> **掲載本文**
************

それに比べて、今回のようにお弁当の形で配ってくれたら落ち着いて食べれるので、とても嬉しかったです。

ホテル会場だからか、スポンサーの AMD 様が気合をいれているのか、とてもラグジュアリーな気分にさせてくれるイベントでした。

Tech Track

各 Tech Track で部屋が分かれており、参加者は各自申し込んだトラックの部屋に行きます。

私は Track 1 を受講しました!

  • Track 1: 【基礎編】Azure Data&AI テックトラック(座学、ハンズオン)

このハンズオン・シナリオでは、ユーザーがバーチャル・エージェントと対話し、商品、ユーザー・プロフィール、販売注文情報を検索できる「Intelligent Agent」の構築にフォーカスします。
参加者は、チャット履歴の保存と管理、Azure OpenAIを使用したベクトル埋め込みとチャット補完の生成、Azure AI Searchを使用したベクトル検索の実行、リアルタイムおよびトランザクションワークロードのためのデータの取り込みとベクトル化、会話フローのプロセス管理、顧客対応コパイロットのプロンプトエンジニアリングについて学習できます。
--- イベント ページ より抜粋。(2024/5/30 閲覧)

ハンズオンは "Bring Your Own Device 形式" で、部屋にはすべての席で机と電源タップが用意されていました。

Image (3).jpg


座学

私のような事前知識が無い人でも学びを見つけられるような内容でした。

以下が座学セクションで触れられた内容です。

すみません、箇条書きで端折ります ><

  • Intelligent App components
  • Microsoft Azure AI principal & portfolio
  • LLM (Large Language Model), SLM (Small Language Model)
  • Azure OpenAI components, key concepts
  • リスク低減層 (Model 層 > Safety System 層 > System Message 層)
  • Azure AI Search (ベクトル検索、Semantic Ranking, RAG, Azure OpenAI "on your data")
  • Copilot Stack and how Azure AI Studio provides the "unified experience" in achieving it
  • Azure Cosmos DB
  • AKS (Azure Kubernetes service)

************

> **課題の内容**
1: Azure イベント参加記の中の「私のような事前知識が無い人でも学びを見つけられるような内容でした。」という一文を、英語に翻訳してください。
2: Azure イベント参加記の本文を、最後の箇条書きの項目に続けて書き進めてください。

自然言語による物体位置特定データ:
************

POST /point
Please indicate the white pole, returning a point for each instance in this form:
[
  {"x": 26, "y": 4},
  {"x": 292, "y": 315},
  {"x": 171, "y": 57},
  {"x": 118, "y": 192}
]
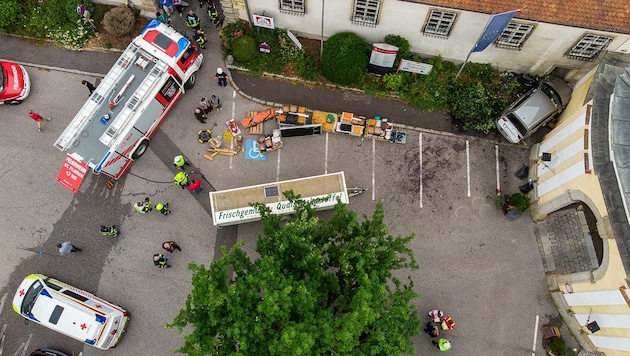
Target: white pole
[{"x": 321, "y": 38}]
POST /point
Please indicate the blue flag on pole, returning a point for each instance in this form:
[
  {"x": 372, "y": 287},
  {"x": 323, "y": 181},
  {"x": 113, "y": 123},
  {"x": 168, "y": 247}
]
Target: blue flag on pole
[{"x": 494, "y": 27}]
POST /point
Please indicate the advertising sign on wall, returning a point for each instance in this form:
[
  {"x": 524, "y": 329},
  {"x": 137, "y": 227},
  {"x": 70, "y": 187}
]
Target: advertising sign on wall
[{"x": 263, "y": 21}]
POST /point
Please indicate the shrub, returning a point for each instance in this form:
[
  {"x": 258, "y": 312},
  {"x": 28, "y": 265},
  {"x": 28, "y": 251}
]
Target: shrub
[
  {"x": 473, "y": 104},
  {"x": 71, "y": 9},
  {"x": 345, "y": 58},
  {"x": 520, "y": 201},
  {"x": 403, "y": 47},
  {"x": 9, "y": 11},
  {"x": 244, "y": 48},
  {"x": 290, "y": 52},
  {"x": 305, "y": 67},
  {"x": 119, "y": 21},
  {"x": 393, "y": 81}
]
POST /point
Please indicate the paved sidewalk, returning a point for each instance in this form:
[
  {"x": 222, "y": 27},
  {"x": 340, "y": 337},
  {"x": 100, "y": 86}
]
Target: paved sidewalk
[{"x": 565, "y": 242}]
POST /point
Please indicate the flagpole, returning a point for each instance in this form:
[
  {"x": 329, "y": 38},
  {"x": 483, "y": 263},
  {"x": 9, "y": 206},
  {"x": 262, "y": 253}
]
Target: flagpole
[
  {"x": 470, "y": 52},
  {"x": 477, "y": 43},
  {"x": 464, "y": 64}
]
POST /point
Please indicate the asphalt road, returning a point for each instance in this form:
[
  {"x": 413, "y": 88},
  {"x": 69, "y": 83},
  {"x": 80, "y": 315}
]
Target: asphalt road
[{"x": 475, "y": 265}]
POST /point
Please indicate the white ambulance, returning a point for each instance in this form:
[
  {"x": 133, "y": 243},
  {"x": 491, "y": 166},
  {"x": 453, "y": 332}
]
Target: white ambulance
[
  {"x": 70, "y": 311},
  {"x": 116, "y": 123}
]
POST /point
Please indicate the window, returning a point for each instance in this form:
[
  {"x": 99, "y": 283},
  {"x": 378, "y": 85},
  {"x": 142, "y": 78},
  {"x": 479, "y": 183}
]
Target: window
[
  {"x": 439, "y": 23},
  {"x": 589, "y": 47},
  {"x": 365, "y": 12},
  {"x": 514, "y": 35},
  {"x": 294, "y": 7}
]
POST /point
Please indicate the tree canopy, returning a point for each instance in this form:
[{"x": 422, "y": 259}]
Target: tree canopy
[{"x": 319, "y": 287}]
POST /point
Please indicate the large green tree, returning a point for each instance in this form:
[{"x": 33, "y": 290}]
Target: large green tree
[{"x": 319, "y": 287}]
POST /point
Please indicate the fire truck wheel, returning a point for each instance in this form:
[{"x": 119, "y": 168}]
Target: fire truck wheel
[
  {"x": 191, "y": 81},
  {"x": 142, "y": 148}
]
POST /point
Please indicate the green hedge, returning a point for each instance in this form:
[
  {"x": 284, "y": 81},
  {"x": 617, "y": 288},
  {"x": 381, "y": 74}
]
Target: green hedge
[{"x": 345, "y": 58}]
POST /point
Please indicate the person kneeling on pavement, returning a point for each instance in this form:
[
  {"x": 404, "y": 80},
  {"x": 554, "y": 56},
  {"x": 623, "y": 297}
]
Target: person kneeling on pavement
[{"x": 159, "y": 260}]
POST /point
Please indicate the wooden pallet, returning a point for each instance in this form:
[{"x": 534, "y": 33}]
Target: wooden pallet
[{"x": 256, "y": 129}]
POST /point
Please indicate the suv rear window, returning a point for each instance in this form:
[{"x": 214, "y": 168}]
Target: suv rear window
[
  {"x": 517, "y": 123},
  {"x": 552, "y": 94}
]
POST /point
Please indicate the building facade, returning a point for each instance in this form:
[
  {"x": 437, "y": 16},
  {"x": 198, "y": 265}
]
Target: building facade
[
  {"x": 568, "y": 37},
  {"x": 585, "y": 159}
]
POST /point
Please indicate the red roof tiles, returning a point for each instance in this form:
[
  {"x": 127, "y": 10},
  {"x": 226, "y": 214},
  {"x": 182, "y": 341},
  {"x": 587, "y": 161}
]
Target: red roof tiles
[{"x": 604, "y": 15}]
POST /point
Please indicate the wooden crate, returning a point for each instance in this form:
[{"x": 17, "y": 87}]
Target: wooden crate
[{"x": 255, "y": 130}]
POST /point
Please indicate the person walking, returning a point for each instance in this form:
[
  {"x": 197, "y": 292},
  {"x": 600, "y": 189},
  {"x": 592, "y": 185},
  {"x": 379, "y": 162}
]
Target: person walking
[
  {"x": 159, "y": 260},
  {"x": 67, "y": 247},
  {"x": 195, "y": 186},
  {"x": 181, "y": 179},
  {"x": 432, "y": 329},
  {"x": 179, "y": 6},
  {"x": 200, "y": 38},
  {"x": 215, "y": 102},
  {"x": 38, "y": 118},
  {"x": 442, "y": 344},
  {"x": 89, "y": 85},
  {"x": 180, "y": 161},
  {"x": 200, "y": 116},
  {"x": 162, "y": 208},
  {"x": 192, "y": 20},
  {"x": 143, "y": 206},
  {"x": 221, "y": 77},
  {"x": 109, "y": 230},
  {"x": 163, "y": 18},
  {"x": 206, "y": 106},
  {"x": 213, "y": 14},
  {"x": 171, "y": 246},
  {"x": 168, "y": 6}
]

************

> **各課題の解答**
1: The content was such that even someone like me, with no prior knowledge, could find something to learn.

2:
実際のレクチャーでは、基本概念から Microsoft 目線への掘り下げがあって興味深かったです。
例えば、SLM の例として MS が開発した Phi (ファイ) が紹介されていました。
また、「現在 Microsoft Copilot の裏では GPT-4 (LLM) が動いているけれど、これを Phi に変えられたらクラウド側で消費する GPU がかなり節約できて、現在のリソース不足問題にアプローチすることができる。Windows 上に Phi を入れてエッジ処理するというのも同じ思考のアプローチだ。」といった熱い語りもありました。


ハンズオン

MS のハンズオン系オンライン研修でもよくある、VM と検証シナリオが 2画面表示されるラボを使ったハンズオン研修でした。

シナリオは「自分のコパイロットを作ろう (Build Your Own Copilot - Japanese)」 で、日本語テキストでした。(ただし翻訳は若干拙い)

シナリオは大きく 6セクションに分かれており、あらすじを読むとそれぞれ以下をするようでした。

  • ラボ 1: Azure 上にリソースを作成し、スクリプトをローカルで動かしてデバッグする
  • ラボ 2: Azure Cosmos DB と Azure Cognitive Search へのデータロード、vector index の作成
  • ラボ 3: System Message 設定
  • ラボ 4: データを追加し、vector を作り直す
  • ラボ 5: 新しいデータ型、フィールド、ファイル型を追加する
  • ラボ 6: Semantic Kernel の新しい Plugin を作成し、シェイクスピア風に回答する Copilot を作成する

ラボ環境にはコピペできる PowerShell コマンドやサンプルコードが用意されており、環境情報 (主にリソースの ID やキー) を変換すればいいだけになっていました。

基本的にシナリオ説明をよく読んで写真もよく見れば、事前知識の無い人でも進められる作りでした。

私は幸いエラーとか出さずテンポよく進められたのですが、会場ではラボ 2までしか進められませんでした。
ラボは環境は保存でき、イベント後も数日間はアクセスできるそうです。
講師の方々も「時間内に終わる人の方が少ないんちゃうか」みたいなことを言っていました。

イベント後にラボ環境にアクセスするには、一番最初のラボ初回サインイン時に Microsoft アカウントを使う必要があったようです。
(代替方法はアクセス キーだが、これは当日のみ利用可能)

私はアクセス キーでサインインしていて、次の日ラボを launch しようとすると「Sorry, this lab is not available to you.」メッセージに阻まれてしまいました。

ラボを完走することはできませんでしたが、ベクトル検索や System Message など、座学で知ったキーワードが早速出てきてワクワクしました。
実際に Azure 環境を触ったり Visual Studio Code 上で JSON ファイルを更新したりするので、ちょっと開発の裏側を覗くことができたように思い、嬉しかったです。

まとめとネットワーキング

17:30 を過ぎると、一旦 Tech Track としてはお開きになりました。
残りのラボの難しい点の予告説明があり、部屋は 18:30 まで利用可能で講師の方々にも質問可能とのことでした。 (これに甘えて 30分粘るも当然終わらず)

ロビー (ホワイエ?) では軽食がふるまわれており、知り合い同士で歓談したり、名刺交換をしたりというネットワーキングの場になっていました。

私はネットワーキングに苦手意識があるのですが、たまたま Tech Track で前職の先輩に会えたり、ハンズオンで隣の席だった方と話せたりして、おかげさまで普段より交流することができて嬉しかったです。

さいごに

Microsoft AI Partner Training Roadshow は、その名の通り、AI Partner として鍛え上げてくれるイベントでした。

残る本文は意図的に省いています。